Required work -> Take the material below and write it all out again exactly.

(Data records)

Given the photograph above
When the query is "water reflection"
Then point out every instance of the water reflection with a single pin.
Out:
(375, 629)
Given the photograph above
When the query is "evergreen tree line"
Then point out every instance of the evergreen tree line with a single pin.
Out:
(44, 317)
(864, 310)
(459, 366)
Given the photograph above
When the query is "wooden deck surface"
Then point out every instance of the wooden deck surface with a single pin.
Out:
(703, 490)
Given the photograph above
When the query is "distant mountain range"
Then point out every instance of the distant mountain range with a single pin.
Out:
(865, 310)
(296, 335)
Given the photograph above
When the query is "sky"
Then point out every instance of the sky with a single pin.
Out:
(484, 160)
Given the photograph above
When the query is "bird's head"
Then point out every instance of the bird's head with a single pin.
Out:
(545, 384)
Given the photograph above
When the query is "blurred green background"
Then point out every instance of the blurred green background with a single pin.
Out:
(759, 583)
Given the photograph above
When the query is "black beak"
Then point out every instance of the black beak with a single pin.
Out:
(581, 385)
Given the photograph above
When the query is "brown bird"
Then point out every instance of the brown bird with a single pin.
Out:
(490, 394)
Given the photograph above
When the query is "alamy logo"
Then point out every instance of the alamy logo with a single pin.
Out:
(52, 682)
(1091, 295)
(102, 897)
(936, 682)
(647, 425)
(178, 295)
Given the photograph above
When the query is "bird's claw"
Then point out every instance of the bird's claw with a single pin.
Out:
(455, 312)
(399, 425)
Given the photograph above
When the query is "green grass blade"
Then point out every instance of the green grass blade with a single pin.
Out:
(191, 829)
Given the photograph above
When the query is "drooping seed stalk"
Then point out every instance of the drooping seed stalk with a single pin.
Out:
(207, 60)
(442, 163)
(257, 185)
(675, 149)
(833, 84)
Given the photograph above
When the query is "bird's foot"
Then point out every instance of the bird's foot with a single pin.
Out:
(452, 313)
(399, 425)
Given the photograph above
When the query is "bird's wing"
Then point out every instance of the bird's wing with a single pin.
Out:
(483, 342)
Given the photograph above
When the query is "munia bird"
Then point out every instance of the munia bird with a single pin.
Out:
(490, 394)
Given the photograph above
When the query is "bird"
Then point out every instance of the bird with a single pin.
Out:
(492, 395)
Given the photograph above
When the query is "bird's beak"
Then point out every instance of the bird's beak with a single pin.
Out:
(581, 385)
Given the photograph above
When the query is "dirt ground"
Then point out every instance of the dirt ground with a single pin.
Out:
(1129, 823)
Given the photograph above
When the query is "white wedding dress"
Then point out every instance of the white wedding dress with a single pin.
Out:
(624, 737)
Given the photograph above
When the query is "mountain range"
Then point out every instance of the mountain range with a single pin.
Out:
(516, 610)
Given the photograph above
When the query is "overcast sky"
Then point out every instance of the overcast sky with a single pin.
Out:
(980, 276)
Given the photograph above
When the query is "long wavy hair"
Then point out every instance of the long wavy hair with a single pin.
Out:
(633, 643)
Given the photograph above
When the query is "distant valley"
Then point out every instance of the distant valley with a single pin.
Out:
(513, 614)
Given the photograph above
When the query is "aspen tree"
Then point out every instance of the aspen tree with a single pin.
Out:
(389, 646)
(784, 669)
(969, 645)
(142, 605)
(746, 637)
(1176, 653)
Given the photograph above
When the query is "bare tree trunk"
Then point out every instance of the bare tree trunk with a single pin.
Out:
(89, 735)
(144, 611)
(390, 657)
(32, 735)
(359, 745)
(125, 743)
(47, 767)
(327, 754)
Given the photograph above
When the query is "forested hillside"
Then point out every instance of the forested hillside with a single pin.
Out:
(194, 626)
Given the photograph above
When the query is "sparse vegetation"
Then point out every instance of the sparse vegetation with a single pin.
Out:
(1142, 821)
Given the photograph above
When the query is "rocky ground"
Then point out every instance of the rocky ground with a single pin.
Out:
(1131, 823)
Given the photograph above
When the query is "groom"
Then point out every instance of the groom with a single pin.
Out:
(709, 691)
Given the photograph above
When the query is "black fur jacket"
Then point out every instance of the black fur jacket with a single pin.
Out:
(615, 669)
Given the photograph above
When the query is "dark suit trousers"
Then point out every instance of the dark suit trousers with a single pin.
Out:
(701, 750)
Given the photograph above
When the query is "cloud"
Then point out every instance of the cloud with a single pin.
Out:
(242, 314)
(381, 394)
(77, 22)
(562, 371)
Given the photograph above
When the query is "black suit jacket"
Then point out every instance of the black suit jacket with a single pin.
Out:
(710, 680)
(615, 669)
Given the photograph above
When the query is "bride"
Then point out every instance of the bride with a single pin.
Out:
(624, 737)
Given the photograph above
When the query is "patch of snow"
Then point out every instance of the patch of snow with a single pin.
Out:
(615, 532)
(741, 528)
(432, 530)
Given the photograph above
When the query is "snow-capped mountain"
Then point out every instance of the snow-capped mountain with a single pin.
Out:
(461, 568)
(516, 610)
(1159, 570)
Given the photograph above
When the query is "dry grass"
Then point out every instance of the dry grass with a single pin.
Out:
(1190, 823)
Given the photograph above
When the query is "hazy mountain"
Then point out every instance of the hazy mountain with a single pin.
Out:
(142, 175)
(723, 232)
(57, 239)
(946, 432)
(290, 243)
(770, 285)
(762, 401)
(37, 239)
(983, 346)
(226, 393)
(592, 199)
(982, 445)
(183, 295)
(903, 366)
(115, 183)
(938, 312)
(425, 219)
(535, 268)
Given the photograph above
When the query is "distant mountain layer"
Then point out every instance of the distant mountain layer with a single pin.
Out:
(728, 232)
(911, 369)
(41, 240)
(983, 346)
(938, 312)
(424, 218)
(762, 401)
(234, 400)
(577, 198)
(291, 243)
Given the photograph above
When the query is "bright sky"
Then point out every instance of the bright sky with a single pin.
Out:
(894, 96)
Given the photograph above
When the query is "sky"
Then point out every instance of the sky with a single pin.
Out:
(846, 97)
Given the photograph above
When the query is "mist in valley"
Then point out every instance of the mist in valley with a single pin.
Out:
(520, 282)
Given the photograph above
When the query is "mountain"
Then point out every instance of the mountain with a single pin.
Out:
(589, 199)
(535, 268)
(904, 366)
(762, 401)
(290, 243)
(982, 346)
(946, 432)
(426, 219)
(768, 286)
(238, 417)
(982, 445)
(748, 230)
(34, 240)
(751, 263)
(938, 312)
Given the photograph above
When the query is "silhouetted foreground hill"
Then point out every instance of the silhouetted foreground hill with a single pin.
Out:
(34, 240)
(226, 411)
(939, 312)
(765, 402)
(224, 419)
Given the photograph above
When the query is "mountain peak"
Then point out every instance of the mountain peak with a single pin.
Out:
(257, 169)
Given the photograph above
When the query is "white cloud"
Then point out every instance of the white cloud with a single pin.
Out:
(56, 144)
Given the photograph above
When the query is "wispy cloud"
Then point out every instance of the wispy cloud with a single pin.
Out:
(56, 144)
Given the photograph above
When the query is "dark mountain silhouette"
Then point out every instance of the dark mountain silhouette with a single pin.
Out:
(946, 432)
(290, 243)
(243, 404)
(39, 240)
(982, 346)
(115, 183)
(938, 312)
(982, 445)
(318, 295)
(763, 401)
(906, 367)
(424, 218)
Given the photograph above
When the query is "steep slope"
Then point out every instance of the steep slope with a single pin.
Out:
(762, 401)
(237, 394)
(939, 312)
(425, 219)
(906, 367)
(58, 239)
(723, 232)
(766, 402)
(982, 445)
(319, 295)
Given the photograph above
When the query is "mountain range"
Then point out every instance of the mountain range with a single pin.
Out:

Reply ->
Given the photograph above
When the query is "water reflection"
Then point out every instance of the water reflection with a single pin.
Out:
(375, 629)
Given the photograph above
When the query is "evergreen tree line"
Then point out every instance of the evergreen tree line with a single pin.
Out:
(44, 317)
(864, 310)
(459, 366)
Given the photograph above
When the query is "wooden deck surface"
Then point out every instance of the wooden deck surface with a single pin.
Out:
(703, 490)
Given the photograph above
When the query is "distant mountain range"
Then point out every instance of the distant mountain range with a single pin.
Out:
(865, 310)
(296, 335)
Given the photograph above
When the query is "sky"
Then point out every instance of the sky with a single pin.
Out:
(484, 160)
Given the photograph above
When the query is "bird's head"
Then point out every instance of the bird's head with a single pin.
Out:
(545, 384)
Given the photograph above
When the query is "blurred green background"
Then point out every instance of the blurred green background with a single pin.
Out:
(759, 583)
Given the photograph above
When the query is "black beak"
Then point out every instance of the black beak with a single pin.
Out:
(581, 385)
Given the photograph above
When the query is "brown bird"
Then point out every instance of the brown bird with a single pin.
Out:
(490, 394)
Given the photograph above
When the query is "alamy logo"
Then point out every instance of the alamy logo with a single pin.
Out:
(52, 682)
(1091, 295)
(102, 897)
(936, 682)
(647, 425)
(178, 295)
Given the photograph above
When the query is "bird's claw"
Then point out every instance of the bird's claw with a single pin.
Out:
(455, 312)
(399, 425)
Given the photograph above
When the query is "green grass blade"
Then point out every instance of the green grass blade with a single pin.
Out:
(191, 829)
Given the photograph above
When the query is "drooping seed stalk"
Then point out every instance of the drooping seed stalk with a single pin.
Out:
(207, 60)
(442, 163)
(257, 185)
(675, 149)
(833, 84)
Given the photograph above
When the query is "bird's foot"
Then point out every instance of the bird's foot with a single pin.
Out:
(452, 313)
(399, 425)
Given the photograph above
When the query is "bird's wing"
Then point out every instance of the bird's wing with a single pin.
Out:
(483, 342)
Given the photograph above
When the query is "munia bird"
Then point out every instance of the munia bird with a single pin.
Out:
(490, 394)
Given the photograph above
When the query is "bird"
Then point out every instance of the bird with a single pin.
Out:
(492, 395)
Given the photograph above
When the query is "bird's beak"
Then point out every instance of the bird's beak with a single pin.
Out:
(581, 385)
Given the photograph above
When the query is "dirt ground"
Then point out every instance of the dirt ground with a single pin.
Out:
(1129, 823)
Given the photograph above
When the query is "white wedding dress"
Then point out every instance of the white wedding dress with a single pin.
Out:
(624, 737)
Given the photograph above
When the query is "mountain range"
Then point out every instance of the mountain range with a single pin.
Out:
(516, 610)
Given the photograph above
When the query is "overcast sky"
Then point out every instance of the overcast sky with a single pin.
Out:
(980, 276)
Given the photograph above
When the query is "long wavy hair"
Then point out every instance of the long wavy hair with a single pin.
Out:
(633, 643)
Given the photograph above
When the query is "distant valley"
Then point out every instance of the distant valley with a single pin.
Out:
(513, 614)
Given the photograph above
When the query is "aspen tree"
Then point out every instance of the aspen tree with a single pin.
Out:
(389, 646)
(784, 669)
(969, 645)
(142, 605)
(746, 637)
(1176, 653)
Given the photograph above
When the query is "bare tree trunk"
Then point out every instance of the bare tree trunk with a single pin.
Out:
(89, 735)
(144, 611)
(390, 657)
(32, 735)
(359, 745)
(125, 743)
(47, 767)
(327, 754)
Given the photograph above
When the query is "forested hillside"
Then point out every instance of the forested hillside with a single pin.
Out:
(194, 626)
Given the photograph above
When the query is "sparse vegetation"
Then point out every instance of the sparse vegetation with a single pin.
Out:
(1142, 821)
Given the photograph above
When the query is "rocky ground"
Then point out every instance of the rocky ground with a single pin.
Out:
(1131, 823)
Given the photograph above
When the query is "groom"
Then point out every instance of the groom with a single pin.
Out:
(709, 691)
Given the photograph above
When the query is "black fur jacket"
Then point out every instance of the black fur jacket with a single pin.
Out:
(615, 669)
Given the photograph above
When the query is "dark suit trousers"
Then point out every instance of the dark suit trousers with a single pin.
Out:
(701, 750)
Given the photograph above
When the query is "cloud"
Then point out every instance of the cloud with a single pin.
Out:
(242, 314)
(381, 394)
(77, 22)
(562, 371)
Given the photograph above
When the query is "black suit jacket"
Then point out every instance of the black suit jacket with a single pin.
Out:
(710, 680)
(615, 669)
Given the photograph above
When the query is "bride"
Then point out every instance of the bride with a single pin.
Out:
(624, 737)
Given the photograph above
When the query is "patch of snow"
Then point out every instance of the patch of snow with a single pin.
Out:
(615, 532)
(741, 528)
(432, 530)
Given the photograph above
When the query is "snow-capped mountain"
Then point out every instance of the snow-capped mountain with a single pin.
Out:
(461, 568)
(516, 610)
(1159, 570)
Given the photograph above
When the query is "dry grass"
Then point out every instance of the dry grass with a single pin.
Out:
(1190, 823)
Given the photograph above
When the query is "hazy mountain"
Then point out every instance of the hazy mountain with a single pin.
Out:
(142, 175)
(723, 232)
(57, 239)
(946, 432)
(290, 243)
(770, 285)
(762, 401)
(37, 239)
(983, 346)
(226, 393)
(592, 199)
(982, 445)
(183, 295)
(903, 366)
(115, 183)
(938, 312)
(425, 219)
(535, 268)
Given the photograph above
When the query is "distant mountain layer"
Then point out every instance of the distant mountain layer with a single pin.
Out:
(728, 232)
(911, 369)
(41, 240)
(983, 346)
(938, 312)
(424, 218)
(762, 401)
(234, 400)
(577, 198)
(291, 243)
Given the photograph above
When the query is "bright sky"
Then point out every instance of the bright sky with a single pin.
Out:
(894, 96)
Given the photograph above
When the query is "sky"
Then point out every instance of the sky with a single pin.
Out:
(846, 97)
Given the photograph above
When the query is "mist in valley"
Then point out every instance of the mist in valley with a single pin.
Out:
(520, 282)
Given the photograph above
When the query is "mountain"
Then point out every instance of the mountain with a single pin.
Out:
(589, 199)
(535, 268)
(904, 366)
(762, 401)
(290, 243)
(982, 346)
(946, 432)
(426, 219)
(768, 286)
(238, 417)
(982, 445)
(748, 230)
(34, 240)
(751, 263)
(938, 312)
Given the photograph above
When the query is "silhouetted foreground hill"
Then point out every instance of the silhouetted foreground hill with a single pin.
Out:
(34, 240)
(226, 411)
(939, 312)
(765, 402)
(224, 419)
Given the photograph above
When the query is "mountain peak"
Then point out every instance of the mountain peak with a single pin.
Out:
(257, 169)
Given the photograph above
When the query is "white cloud"
Then point out every instance of the white cloud with a single pin.
Out:
(56, 144)
Given the photograph above
When the query is "wispy cloud"
Then point out every instance of the wispy cloud with a single pin.
Out:
(56, 144)
Given the photograph above
When the query is "dark mountain silhouette"
Then point out every instance of the dark mountain silhouette with a single pin.
Out:
(946, 432)
(290, 243)
(243, 404)
(39, 240)
(982, 346)
(115, 183)
(938, 312)
(982, 445)
(318, 295)
(763, 401)
(906, 367)
(424, 218)
Given the photograph above
When the query is "steep slope"
Then point out every instance of the steep slope with a single pin.
Out:
(762, 401)
(237, 394)
(939, 312)
(425, 219)
(906, 367)
(58, 239)
(723, 232)
(766, 402)
(982, 445)
(319, 295)
Given the photograph above
When the query is "mountain range"
Then point out every instance of the mountain range with a single pin.
Out:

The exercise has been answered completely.